MONTE CARLO--While banks have toppled like ninepins in the financial crisis and relied on government lifelines to survive, the reinsurance sector has proved far more resilient. Yet that pesky recession could still pull the rug from underneath some of the industry's more vulnerable players. That appears to be one of the few messages on which all delegates at this year's reinsurance Rendez-Vous in Monte Carlo are agreed, in what has so far been a relatively subdued session.

As more than one speaker has observed, after suffering erosion in 2008, reinsurers' capital base is looking significantly healthier this year. Shareholders' equity for the top 40 global reinsurance companies, which stood at $400 billion at the end of 2007, shrunk to $351billion by the end of last year. However, the reading for the most recent quarter showed a rebound to $372 billion, and it has since almost certainly improved further.

The absence of any significant hurricane losses so far this season, and signs that the recession is lifting, suggests that the outlook is set fair. Many of the industry's main players, such as Hannover Re, are optimistic on their profit projection for 2010--albeit adding the usual caveats on it being upset by unexpected large losses.

An upbeat Day One session at the Rendez-Vous from intermediary Guy Carpenter & Co. suggested that fears of a "capital famine" appear to be unfounded and the prospect is for a "fairly benign" renewal season.

YES, BUT ...

But not everyone is convinced. Ratings agency Moody's announced that its outlook for the reinsurance industry changed from stable to negative. Managing director Ted Collins suggested that there is simply too much capacity available, while the prospect of a sluggish recovery--or worse, a double dip in the recession--means that demand for reinsurance will slacken. There are also too many alternatives to the reinsurance sector that could prove more attractive to investors if, as seems probable, attempts to drive rates up further in 2010 come to nothing.

TASK REQUIREMENTS: Carry on with the reinsurance article from its last sentence. The entries that follow play no part here.

DATA SUPPLIED:
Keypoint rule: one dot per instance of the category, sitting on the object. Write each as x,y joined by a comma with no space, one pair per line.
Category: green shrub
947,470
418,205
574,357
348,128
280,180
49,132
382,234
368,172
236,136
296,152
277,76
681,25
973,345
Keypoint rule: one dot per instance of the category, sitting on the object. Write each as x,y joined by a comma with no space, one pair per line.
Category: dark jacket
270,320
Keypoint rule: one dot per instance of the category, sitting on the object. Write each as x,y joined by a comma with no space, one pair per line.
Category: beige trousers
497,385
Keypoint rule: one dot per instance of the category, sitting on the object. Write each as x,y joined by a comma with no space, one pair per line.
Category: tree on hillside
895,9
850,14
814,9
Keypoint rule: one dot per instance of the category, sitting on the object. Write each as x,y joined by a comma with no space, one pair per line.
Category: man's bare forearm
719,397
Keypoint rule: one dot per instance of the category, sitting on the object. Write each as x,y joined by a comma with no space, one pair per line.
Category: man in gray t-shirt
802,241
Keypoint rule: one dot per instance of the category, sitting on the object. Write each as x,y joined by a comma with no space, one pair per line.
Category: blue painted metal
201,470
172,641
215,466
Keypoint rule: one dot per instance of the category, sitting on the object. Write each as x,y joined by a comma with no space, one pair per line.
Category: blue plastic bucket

==

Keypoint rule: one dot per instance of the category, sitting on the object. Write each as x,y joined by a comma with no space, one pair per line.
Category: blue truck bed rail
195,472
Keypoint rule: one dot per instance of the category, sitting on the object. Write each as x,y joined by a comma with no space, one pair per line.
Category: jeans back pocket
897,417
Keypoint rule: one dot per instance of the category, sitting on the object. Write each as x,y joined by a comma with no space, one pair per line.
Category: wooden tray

==

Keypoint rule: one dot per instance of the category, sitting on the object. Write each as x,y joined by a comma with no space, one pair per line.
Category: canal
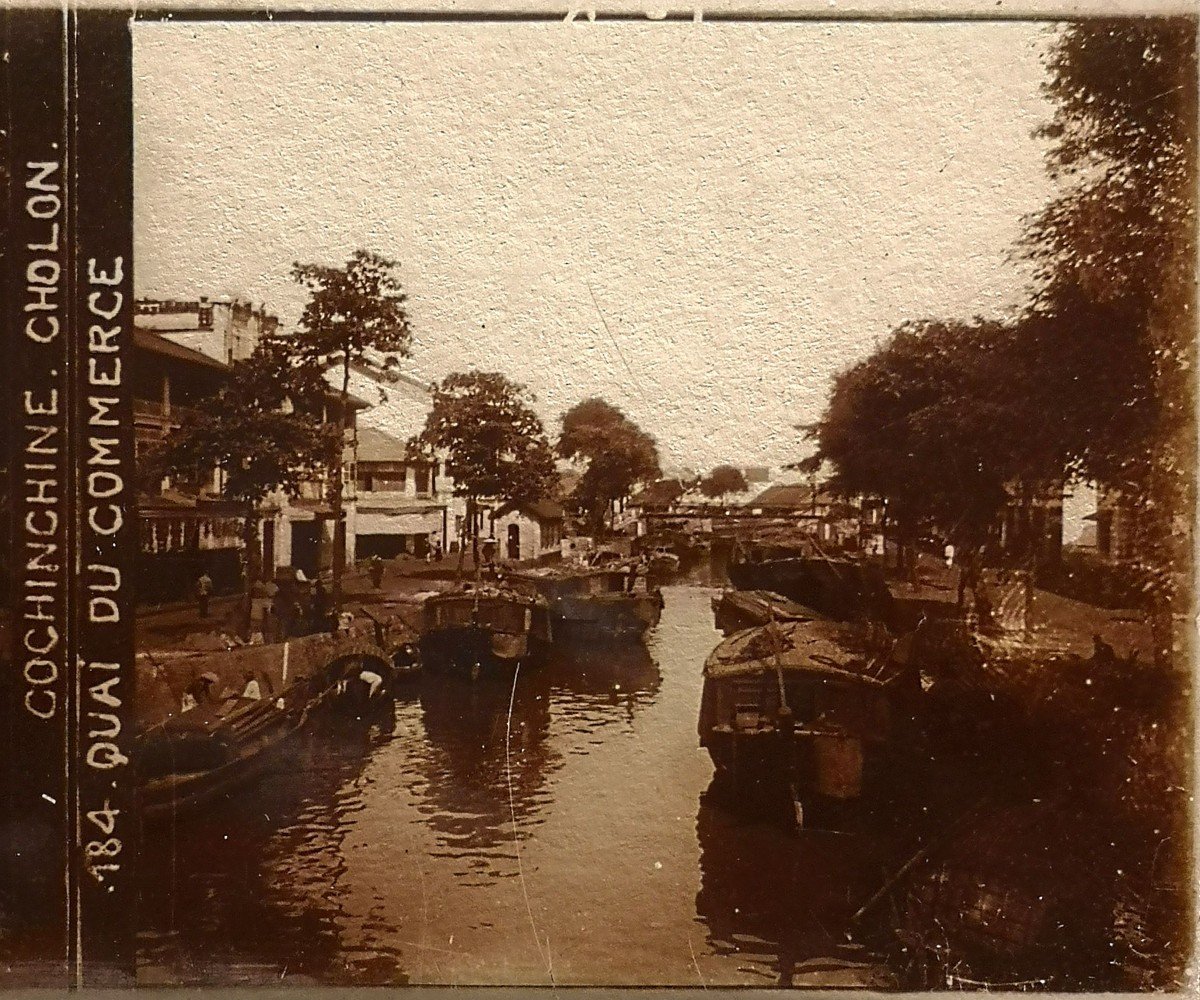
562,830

RESULT OF THIS TASK:
A capital crunch would come if another loss on the scale of Katrina occurred, as a repeat of the new capital attracted to the market back in 2005 looks unlikely. Meanwhile, as some talk of building on this year's increases, more delegates admit that prices will remain flat and possibly even soften next January.

CRITICAL SIZE?

Moody's also questioned the assumption that clients are increasingly demanding a minimum "critical size" for their reinsurers--a belief that has motivated recent consolidation in Bermuda.

Moody's own survey suggested that buyers firmly believe that "small is beautiful" and that recent mergers and acquisitions have made them appreciate the market's lesser players, which provide balance in their contracts.

However, according to John Andre, group vice-president of A.M. Best's property/casualty division, recent deals such as Validus Re's acquisition of its Bermuda competitor IPC Re and last June's purchase of Paris Re by PartnerRe could become less frequent in future--simply because of a shortage of suitable takeover targets.

MUNICH REBRANDED

The headline news from the Rendez-Vous at the weekend was Munich Re's announcement of a rebranding for the group. The group is dispensing with names such as Munich American Risk Partners, and the name Hartford Steam Boiler will be consigned to history in 2011.

All of the group's reinsurance units will be combined under the Munich Re name, and its specialized primary insurance units will go under the title of Munich Re Risk Solutions.

Group board member Torsten Jeworrek said that the new Munich Re is repositioning itself in the market as a "service reinsurer"; a role that will see it as leader of major programs and innovator of cover for new and complex risks.

Also announced was the formation of the Global Reinsurance Forum (GRF), an independent forum that aims to "promote a stable, innovative and competitive reinsurance market environment on a worldwide basis." Under the chairmanship of Scor's CEO Denis Kessler, the GRF will speak for the industry on regulatory, legal, tax and accounting developments in dealings with international organizations. The GRF's founder members are Gen re, Hannover Re, Lloyd's, Munich Re, Partner Re, RGA, Scor, Swiss Re, Toa Re, Transatlantic Re and XL Capital.

Graham Buck, our London correspondent, is in Monte Carlo this week covering the Rendez-Vous de Septembre, the annual meeting between reinsurers and reinsurance brokers.